→ Entries supplied:
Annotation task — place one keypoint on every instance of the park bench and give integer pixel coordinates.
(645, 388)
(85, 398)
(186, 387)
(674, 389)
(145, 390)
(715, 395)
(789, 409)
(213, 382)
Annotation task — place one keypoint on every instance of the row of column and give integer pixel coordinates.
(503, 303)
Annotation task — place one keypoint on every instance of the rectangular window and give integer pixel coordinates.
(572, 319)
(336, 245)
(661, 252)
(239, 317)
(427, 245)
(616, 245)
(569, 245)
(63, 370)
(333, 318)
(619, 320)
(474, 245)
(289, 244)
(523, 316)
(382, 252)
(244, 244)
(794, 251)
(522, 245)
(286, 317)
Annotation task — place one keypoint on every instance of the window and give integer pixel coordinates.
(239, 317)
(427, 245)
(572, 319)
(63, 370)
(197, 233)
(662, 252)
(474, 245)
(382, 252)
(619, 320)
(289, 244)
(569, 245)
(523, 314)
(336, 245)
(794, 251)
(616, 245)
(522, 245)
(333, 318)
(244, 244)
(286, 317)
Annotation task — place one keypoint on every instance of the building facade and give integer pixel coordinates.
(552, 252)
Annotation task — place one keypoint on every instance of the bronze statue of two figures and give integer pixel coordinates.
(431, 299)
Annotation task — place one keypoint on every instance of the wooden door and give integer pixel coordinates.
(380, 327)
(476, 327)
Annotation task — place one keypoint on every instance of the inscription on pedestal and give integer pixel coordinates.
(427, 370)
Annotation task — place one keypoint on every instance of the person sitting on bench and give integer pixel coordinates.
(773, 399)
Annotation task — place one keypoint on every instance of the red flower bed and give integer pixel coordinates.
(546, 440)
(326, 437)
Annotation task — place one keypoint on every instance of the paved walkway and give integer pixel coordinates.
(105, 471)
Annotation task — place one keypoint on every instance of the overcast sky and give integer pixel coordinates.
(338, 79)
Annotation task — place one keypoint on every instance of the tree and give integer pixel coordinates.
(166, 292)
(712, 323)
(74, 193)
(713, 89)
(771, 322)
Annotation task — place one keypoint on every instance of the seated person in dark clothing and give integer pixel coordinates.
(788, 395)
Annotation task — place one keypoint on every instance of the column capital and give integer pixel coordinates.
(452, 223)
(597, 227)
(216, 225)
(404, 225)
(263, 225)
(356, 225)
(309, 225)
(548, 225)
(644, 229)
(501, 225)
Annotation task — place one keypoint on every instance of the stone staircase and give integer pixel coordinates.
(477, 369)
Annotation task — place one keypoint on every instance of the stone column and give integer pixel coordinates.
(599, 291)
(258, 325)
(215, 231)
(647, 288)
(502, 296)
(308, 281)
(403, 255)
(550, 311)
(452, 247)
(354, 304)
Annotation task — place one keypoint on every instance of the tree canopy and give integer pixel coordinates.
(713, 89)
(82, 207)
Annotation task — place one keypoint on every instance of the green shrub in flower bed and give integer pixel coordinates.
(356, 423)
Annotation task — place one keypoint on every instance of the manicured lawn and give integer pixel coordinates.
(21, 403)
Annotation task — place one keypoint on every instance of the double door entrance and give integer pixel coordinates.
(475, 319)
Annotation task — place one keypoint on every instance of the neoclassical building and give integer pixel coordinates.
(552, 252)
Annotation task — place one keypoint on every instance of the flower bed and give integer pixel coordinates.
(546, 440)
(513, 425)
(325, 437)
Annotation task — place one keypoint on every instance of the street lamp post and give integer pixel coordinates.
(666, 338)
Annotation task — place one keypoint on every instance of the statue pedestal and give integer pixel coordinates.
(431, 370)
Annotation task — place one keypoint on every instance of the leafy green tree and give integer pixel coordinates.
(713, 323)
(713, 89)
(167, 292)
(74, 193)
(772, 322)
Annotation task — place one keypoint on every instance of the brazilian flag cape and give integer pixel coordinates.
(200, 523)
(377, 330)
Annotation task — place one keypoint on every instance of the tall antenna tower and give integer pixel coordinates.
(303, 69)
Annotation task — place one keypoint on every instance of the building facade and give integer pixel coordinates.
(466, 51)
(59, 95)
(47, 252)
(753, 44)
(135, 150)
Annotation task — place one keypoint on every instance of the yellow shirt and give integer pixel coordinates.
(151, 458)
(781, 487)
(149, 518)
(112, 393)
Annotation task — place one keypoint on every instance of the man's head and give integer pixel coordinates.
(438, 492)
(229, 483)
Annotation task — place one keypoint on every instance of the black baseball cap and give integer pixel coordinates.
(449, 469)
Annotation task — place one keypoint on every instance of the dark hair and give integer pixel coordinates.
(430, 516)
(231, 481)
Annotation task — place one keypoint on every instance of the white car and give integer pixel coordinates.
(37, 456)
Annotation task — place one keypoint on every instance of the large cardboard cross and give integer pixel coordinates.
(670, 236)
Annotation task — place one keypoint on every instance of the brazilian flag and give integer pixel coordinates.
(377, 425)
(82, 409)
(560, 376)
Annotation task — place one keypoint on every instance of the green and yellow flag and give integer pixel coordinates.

→ Activity: Retype all of the entries precisely as they are.

→ Exercise answer:
Annotation task — place one keypoint on every instance of the park bench and give integer pixel coordinates.
(645, 388)
(85, 398)
(186, 387)
(674, 389)
(145, 390)
(715, 395)
(789, 409)
(213, 382)
Annotation task — place one keypoint on every instance of the row of column and give integer pixel coordinates.
(503, 303)
Annotation task — place one keypoint on every instance of the rectangular window and give integer pixel coordinates.
(572, 319)
(336, 245)
(661, 252)
(239, 317)
(427, 245)
(616, 245)
(569, 245)
(63, 370)
(333, 318)
(619, 320)
(474, 245)
(289, 244)
(523, 316)
(382, 252)
(244, 244)
(794, 251)
(522, 245)
(286, 317)
Annotation task — place one keypoint on every instance of the window and give integer pixel coordinates.
(239, 317)
(427, 245)
(572, 319)
(63, 370)
(197, 233)
(662, 252)
(474, 245)
(382, 252)
(619, 320)
(289, 244)
(569, 245)
(523, 314)
(336, 245)
(794, 251)
(616, 245)
(522, 245)
(333, 318)
(244, 244)
(286, 317)
Annotation task — place one keypoint on every instance of the building facade and give integer pixel coordinates.
(552, 252)
Annotation task — place one keypoint on every instance of the bronze statue of two figures and give integer pixel coordinates.
(431, 299)
Annotation task — place one keypoint on every instance of the wooden door and give integer pixel coordinates.
(380, 327)
(476, 327)
Annotation task — place one keypoint on every instance of the inscription on pedestal and give integer pixel coordinates.
(427, 370)
Annotation task — place one keypoint on every instance of the person sitting on bench and give integer pixel coordinates.
(773, 399)
Annotation task — place one keypoint on every instance of the red flower bed and give integer pixel coordinates.
(546, 440)
(326, 437)
Annotation task — place one keypoint on every instance of the paved walkway and give integer pixel coordinates.
(105, 471)
Annotation task — place one keypoint on every instance of the overcast sky and give integer pixel coordinates.
(338, 79)
Annotation task — place one keypoint on every instance of the tree and give integer pixel coordinates.
(166, 292)
(712, 323)
(74, 193)
(713, 89)
(771, 322)
Annotation task — place one keypoint on every instance of the seated person in dark clothing and give integer pixel coordinates.
(788, 395)
Annotation task — place one keypoint on every instance of the column capital and give integer pixel coordinates.
(452, 223)
(597, 227)
(216, 225)
(404, 225)
(263, 225)
(356, 225)
(309, 225)
(548, 225)
(644, 229)
(501, 225)
Annotation task — place one keypoint on every instance of the stone staircase and give integer pixel coordinates.
(477, 369)
Annotation task — place one keypoint on every instance of the stone column and give integer pixel coordinates.
(599, 291)
(258, 325)
(215, 231)
(647, 288)
(502, 296)
(308, 281)
(403, 255)
(550, 311)
(452, 247)
(354, 304)
Annotation task — place one keypoint on every instance of the tree canopy and give integer pixel coordinates.
(713, 89)
(82, 207)
Annotation task — place one keypoint on every instance of the green shrub in flower bed and give integer pixel coordinates.
(356, 423)
Annotation task — place one keypoint on every instance of the manicured lawn and give integer pixel coordinates.
(21, 403)
Annotation task — place one keypoint on every instance of the double door entrance and give integer pixel coordinates.
(475, 319)
Annotation task — place one keypoint on every instance of the neoclassical building and give integer pixel coordinates.
(552, 252)
Annotation task — place one keypoint on every instance of the flower bed and give integer pixel coordinates.
(546, 440)
(513, 425)
(325, 437)
Annotation task — place one keypoint on every instance of the street lamp post and give integer pixel coordinates.
(666, 338)
Annotation task — place one keypoint on every instance of the statue pedestal and give integer pixel coordinates.
(431, 370)
Annotation task — place one keypoint on every instance of the leafy green tree and give integer pixel coordinates.
(713, 323)
(713, 89)
(167, 292)
(74, 193)
(772, 322)
Annotation task — place one keypoint on every instance of the brazilian flag cape and give integer pixel coordinates.
(200, 523)
(377, 330)
Annotation task — place one keypoint on every instance of the tall antenna tower and give integer pixel coordinates.
(303, 69)
Annotation task — place one keypoint on every instance of the building facade and give integer pixel coordinates.
(466, 51)
(59, 95)
(47, 252)
(753, 44)
(135, 150)
Annotation task — place one keypoint on every instance of the yellow shirt and give integer pixel coordinates.
(151, 458)
(781, 487)
(149, 518)
(112, 393)
Annotation task — place one keypoint on every instance of the man's head and give integer pixel coordinates.
(438, 492)
(229, 483)
Annotation task — place one keypoint on every instance of the black baseball cap and give integer pixel coordinates.
(449, 469)
Annotation task — place one keypoint on every instance of the dark hair and give integer pixel coordinates.
(430, 516)
(231, 481)
Annotation task — place one keypoint on every instance of the white car and give integer pixel coordinates.
(37, 456)
Annotation task — place one keypoint on every instance of the large cardboard cross and give integer pixel coordinates.
(670, 236)
Annotation task — place one keypoint on every instance of the brazilian flag and give integer pixel coordinates.
(377, 425)
(82, 409)
(560, 376)
Annotation task — place one keypoint on every instance of the green and yellow flag and give integer pixel coordinates.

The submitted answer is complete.